§ **Обязательные задания**
(1) Ответьте по тексту о ретромании на три вопроса:
(a) Кто написал книгу «Ретромания. Поп-культура в плену собственного прошлого» и в каком году она вышла?
(b) Какие две характерные черты имеет ретромания, утвердившаяся в России в XXI в.?
(c) После какого года обвал в архаику в России идет с особым ускорением?
(2) Воспроизведите без изменений фрагмент текста о ретромании между словами «[1] Со смесью» и «две характерные черты.», включая их.

§ **Фрагмент текста**
----
"- Мертвые следуют за нами, - сказал Леголас. - Я вижу тени всадников, тусклые стяги, как клочья тумана, копья, точно заиндевелый кустарник. Они следуют за нами.
- Да, мертвецы не отстают. Они откликнулись на зов, - сказал Элладан".
Джон Толкин. Властелин колец.
Понятие "ретромании" приобрело известность после выхода книги британского музыкального критика и журналиста Саймона Рейнольдса "Ретромания. Поп-культура в плену собственного прошлого" (2011).
[1] Со смесью иронии, горечи и ностальгии Рейнолдс пишет о том, что будущее поп-культуры - это ее прошлое: воссоединение музыкальных групп, переиздания классических альбомов, римейки, мэшапы... При этом ресурсы прошлого не безграничны, и что случится, когда они исчерпаются? Не ожидает ли нас катастрофа, ведь создавать новое мы уже разучились?
Ретромания, которая стала утверждаться в России в ХХI в., имеет две характерные черты.
Во-первых, масштаб. Это не поп-музыка и не поп-культура, а вся жизнь страны, система ее ценностных ориентаций и поведение на мировой арене. Это ретро-идеология властей, ретро-психология масс, стремление повернуть вспять вектор истории, возрождение ретро-советской и ретро-империальной ментальности и традиций.
Во-вторых, выход за рамки ретро-. Ретромания, описанная Саймоном Рейнольдсом, обращена в глубину прошлого лишь на несколько десятков лет, воссоздавая стили 1960-х - 1980-х. Подобное ретро имело место и в России с середины 1990-х гг., воплощаясь в таких проектах, как "Старые песни о главном", возрождавшие позднесоветскую эстраду, или в ностальгических фильмах, таких как "Над темной водой" (Д. Месхиев). Позже, в 2000-е стал входить в моду ранее осмеянный брежневский политический стиль "застой" с егo установкой на "стабильность", или "стабилизец", как ерничали в конце 2010-х. Но дальше - все более крутой обрыв в прошлое. Рамки "ретро" уже стали узки для того обвала в архаику, который происходит в России, с особым ускорением после 2014 г.. Вспоминается неосуществленный проект поворота северных рек на юг, чтобы заставить их орошать азиатские пустыни. Время оказалось более податливой субстанцией, чем вода, и на знамени новейшей эпохи написано "Время, назад!"
----
(Фрагменты данных точечной разметки)
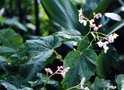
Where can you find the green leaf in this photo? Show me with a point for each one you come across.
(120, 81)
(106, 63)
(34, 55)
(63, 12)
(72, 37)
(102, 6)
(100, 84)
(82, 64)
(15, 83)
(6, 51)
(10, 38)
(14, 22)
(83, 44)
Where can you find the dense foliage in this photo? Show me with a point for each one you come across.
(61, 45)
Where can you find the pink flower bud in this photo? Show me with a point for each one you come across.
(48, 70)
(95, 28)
----
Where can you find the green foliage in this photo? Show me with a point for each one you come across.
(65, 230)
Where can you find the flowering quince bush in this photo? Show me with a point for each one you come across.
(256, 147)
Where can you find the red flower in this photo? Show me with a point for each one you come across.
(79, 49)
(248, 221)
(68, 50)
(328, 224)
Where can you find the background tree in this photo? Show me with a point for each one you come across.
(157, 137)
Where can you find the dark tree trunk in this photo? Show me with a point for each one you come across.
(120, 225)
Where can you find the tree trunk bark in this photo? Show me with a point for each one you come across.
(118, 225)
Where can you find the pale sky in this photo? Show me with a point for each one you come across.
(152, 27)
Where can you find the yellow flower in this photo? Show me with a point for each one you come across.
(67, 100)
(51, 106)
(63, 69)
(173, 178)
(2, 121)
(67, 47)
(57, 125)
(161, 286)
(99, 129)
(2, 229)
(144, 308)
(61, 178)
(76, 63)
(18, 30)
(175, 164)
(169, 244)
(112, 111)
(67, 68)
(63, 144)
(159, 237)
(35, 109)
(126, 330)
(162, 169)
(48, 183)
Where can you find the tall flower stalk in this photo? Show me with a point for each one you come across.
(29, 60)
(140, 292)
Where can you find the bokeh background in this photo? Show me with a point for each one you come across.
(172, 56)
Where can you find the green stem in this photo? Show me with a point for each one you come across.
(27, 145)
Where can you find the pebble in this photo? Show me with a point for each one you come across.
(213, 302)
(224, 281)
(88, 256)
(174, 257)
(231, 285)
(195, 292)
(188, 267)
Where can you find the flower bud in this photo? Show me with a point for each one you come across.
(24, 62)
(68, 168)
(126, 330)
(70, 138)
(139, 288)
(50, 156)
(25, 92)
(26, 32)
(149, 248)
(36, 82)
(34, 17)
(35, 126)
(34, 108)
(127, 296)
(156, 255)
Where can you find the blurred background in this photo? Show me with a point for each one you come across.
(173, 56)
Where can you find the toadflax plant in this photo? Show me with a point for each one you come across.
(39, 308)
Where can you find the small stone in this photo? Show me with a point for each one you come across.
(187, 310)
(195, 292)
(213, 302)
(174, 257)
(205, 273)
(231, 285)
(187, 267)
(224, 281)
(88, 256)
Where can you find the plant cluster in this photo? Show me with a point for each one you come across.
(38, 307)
----
§ **Результаты**
(1)
(a) Саймон Рейнольдс, британский музыкальный критик и журналист; книга вышла в 2011 году.
(b) Масштаб и выход за рамки ретро-.
(c) После 2014 года.

(2)
[1] Со смесью иронии, горечи и ностальгии Рейнолдс пишет о том, что будущее поп-культуры - это ее прошлое: воссоединение музыкальных групп, переиздания классических альбомов, римейки, мэшапы... При этом ресурсы прошлого не безграничны, и что случится, когда они исчерпаются? Не ожидает ли нас катастрофа, ведь создавать новое мы уже разучились?
Ретромания, которая стала утверждаться в России в ХХI в., имеет две характерные черты.